MINI One D | Part Four

Diesel Is Not A Dirty Word

Second-generation common rail diesel technology incorporates intelligent-computer controlled fuel injection, feeding fuel at exactly the right time and under extremely high pressure directly into the combustion chambers. Serving as a pressure reservoir, the common rail supplies fuel to the injection jets, a high performance pump which makes sure that the fuel in the pressure reservoir remains under high pressure at up to 1600 bar (first generation was only 1,350 bar). This high pressure serves to atomise the fuel into extremely fine particles, ensuring a clean combustion process free of any residues.

Electronic engine management controls the timing and duration of both the pilot and main injection process. With the pilot injection feeding a small amount of fuel into the combustion chambers prior to the main injection, the fuel/air mix burns more smoothly than with a conventional diesel engine. The smoother rise of pressure in the combustion chambers helps to keep the combustion process noise down to a minimum and also sees a reduction in emissions.

As a result of this advanced technology and the oxidation catalytic converter, the MINI One D outperforms the EU 3 emission standard. The MINI One D is also capable of running in sulphur-free fuel enabling further reduction of soot particle formation.

Under Pressure

The turbocharger in the MINI One D has been selected to provide the very best in power and life of service.

Compression of fresh air drawn into the engine increases output significantly: the higher the pressure at which the fresh air is compressed in the cylinders, the higher the output developed by the engine and the thermal and mechanical loads acting on the drive system.

The compressor runs at speeds of up to 225,000 rpm in order to compress the fresh air to an overpressure of 1.2 bar. A side effect of compressing air in the turbocharger is that it warms up and as a result expands, reducing the efficiency of combustion. To combat this problem, the intercooler cools the air before it reaches the combustion chamber, making it denser and therefore richer in oxygen. As a result it is more combustible and increases performance whilst reducing consumption. The intercooler is fitted next to the engine radiator and takes its supply of fresh air through the radiator three bar front grille.

Short task 1> Reproduce the passage from the MINI One D text starting with "As a result of" and going on through "soot particle formation.".
Short task 2> According to the MINI One D text, how fast can the turbocharger's compressor run?

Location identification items
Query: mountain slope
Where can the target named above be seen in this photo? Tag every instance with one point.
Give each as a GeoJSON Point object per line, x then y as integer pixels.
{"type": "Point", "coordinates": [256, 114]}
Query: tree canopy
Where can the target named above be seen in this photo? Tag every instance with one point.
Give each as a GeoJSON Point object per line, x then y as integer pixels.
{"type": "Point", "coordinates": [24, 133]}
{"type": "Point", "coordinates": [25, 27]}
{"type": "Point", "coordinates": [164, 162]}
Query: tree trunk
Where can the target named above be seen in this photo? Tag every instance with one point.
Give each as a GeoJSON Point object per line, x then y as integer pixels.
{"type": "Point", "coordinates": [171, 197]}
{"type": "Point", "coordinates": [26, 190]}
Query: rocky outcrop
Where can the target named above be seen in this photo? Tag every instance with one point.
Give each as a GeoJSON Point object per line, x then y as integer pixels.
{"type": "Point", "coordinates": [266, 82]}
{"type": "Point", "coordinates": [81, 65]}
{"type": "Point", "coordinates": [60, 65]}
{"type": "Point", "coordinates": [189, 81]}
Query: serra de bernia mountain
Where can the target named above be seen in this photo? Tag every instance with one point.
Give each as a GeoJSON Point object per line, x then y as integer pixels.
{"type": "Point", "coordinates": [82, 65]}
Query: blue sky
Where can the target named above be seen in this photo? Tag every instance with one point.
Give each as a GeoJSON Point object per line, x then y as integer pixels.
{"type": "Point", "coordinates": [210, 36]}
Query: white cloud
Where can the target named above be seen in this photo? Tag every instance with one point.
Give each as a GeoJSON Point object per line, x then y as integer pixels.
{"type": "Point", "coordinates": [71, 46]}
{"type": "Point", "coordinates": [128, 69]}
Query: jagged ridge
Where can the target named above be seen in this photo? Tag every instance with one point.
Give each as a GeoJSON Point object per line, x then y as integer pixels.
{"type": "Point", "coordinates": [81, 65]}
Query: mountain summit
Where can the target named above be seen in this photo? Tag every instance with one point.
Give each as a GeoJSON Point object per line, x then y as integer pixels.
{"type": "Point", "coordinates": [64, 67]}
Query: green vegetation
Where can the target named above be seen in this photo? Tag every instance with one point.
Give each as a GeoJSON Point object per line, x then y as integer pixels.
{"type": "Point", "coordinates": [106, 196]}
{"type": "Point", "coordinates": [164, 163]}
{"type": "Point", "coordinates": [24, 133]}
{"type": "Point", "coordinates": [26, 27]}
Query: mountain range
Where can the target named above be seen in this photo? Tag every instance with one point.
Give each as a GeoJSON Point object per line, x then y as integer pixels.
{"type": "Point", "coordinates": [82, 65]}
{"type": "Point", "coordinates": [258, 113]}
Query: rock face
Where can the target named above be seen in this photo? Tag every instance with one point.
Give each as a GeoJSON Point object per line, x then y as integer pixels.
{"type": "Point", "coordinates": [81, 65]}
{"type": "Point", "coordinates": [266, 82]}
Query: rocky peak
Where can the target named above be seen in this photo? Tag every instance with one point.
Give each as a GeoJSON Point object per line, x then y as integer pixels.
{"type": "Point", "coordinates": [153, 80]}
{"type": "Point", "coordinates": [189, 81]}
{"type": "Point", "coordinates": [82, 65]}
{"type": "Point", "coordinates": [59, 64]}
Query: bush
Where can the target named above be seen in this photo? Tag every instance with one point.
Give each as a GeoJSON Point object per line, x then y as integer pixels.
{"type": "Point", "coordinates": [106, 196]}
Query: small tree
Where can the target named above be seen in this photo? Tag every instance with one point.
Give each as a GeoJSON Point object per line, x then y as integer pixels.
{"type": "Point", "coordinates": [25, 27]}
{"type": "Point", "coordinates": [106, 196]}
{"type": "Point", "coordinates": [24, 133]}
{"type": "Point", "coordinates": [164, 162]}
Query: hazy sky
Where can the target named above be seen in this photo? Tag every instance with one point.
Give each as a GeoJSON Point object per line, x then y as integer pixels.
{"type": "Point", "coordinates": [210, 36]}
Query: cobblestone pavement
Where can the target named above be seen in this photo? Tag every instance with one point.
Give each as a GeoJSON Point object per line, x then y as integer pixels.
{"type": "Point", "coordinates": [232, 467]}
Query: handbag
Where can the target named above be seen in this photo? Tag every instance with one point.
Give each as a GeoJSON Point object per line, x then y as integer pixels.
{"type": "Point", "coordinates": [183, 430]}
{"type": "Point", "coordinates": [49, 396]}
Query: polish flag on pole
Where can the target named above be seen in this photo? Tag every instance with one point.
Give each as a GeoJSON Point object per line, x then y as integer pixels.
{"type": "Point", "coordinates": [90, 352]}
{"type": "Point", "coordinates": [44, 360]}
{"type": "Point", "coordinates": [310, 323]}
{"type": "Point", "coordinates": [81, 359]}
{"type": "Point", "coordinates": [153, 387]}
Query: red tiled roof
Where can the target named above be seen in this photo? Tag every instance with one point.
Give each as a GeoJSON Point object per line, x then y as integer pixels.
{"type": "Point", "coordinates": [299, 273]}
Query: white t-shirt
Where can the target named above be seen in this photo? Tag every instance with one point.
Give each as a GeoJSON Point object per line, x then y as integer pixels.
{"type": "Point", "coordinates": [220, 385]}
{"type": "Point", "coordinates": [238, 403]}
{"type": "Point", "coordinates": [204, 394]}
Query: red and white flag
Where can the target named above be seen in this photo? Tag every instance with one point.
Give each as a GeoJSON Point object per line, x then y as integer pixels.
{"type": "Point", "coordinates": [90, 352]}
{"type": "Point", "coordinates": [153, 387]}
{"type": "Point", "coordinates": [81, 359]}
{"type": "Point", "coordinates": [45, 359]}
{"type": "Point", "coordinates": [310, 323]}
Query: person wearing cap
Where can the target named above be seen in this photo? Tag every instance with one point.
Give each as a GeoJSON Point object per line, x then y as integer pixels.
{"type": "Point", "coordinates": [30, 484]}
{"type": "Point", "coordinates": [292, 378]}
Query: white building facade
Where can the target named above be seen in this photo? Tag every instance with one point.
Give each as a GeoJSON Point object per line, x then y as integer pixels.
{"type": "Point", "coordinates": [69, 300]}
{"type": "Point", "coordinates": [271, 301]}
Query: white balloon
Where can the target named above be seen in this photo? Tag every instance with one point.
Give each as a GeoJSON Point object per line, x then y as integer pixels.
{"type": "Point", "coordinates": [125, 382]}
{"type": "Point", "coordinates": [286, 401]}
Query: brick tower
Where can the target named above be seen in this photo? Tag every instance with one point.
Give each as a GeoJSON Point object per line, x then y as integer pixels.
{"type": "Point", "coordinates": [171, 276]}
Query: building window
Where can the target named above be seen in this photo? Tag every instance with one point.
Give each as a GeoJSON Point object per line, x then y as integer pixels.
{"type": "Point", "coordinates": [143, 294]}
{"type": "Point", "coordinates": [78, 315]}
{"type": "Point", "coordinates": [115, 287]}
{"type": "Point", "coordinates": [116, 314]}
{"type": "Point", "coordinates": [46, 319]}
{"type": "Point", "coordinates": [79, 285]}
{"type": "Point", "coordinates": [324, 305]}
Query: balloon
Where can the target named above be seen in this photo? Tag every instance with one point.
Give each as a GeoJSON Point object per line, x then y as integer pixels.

Task result 1>
As a result of this advanced technology and the oxidation catalytic converter, the MINI One D outperforms the EU 3 emission standard. The MINI One D is also capable of running in sulphur-free fuel enabling further reduction of soot particle formation.

Task result 2> Up to 225,000 rpm.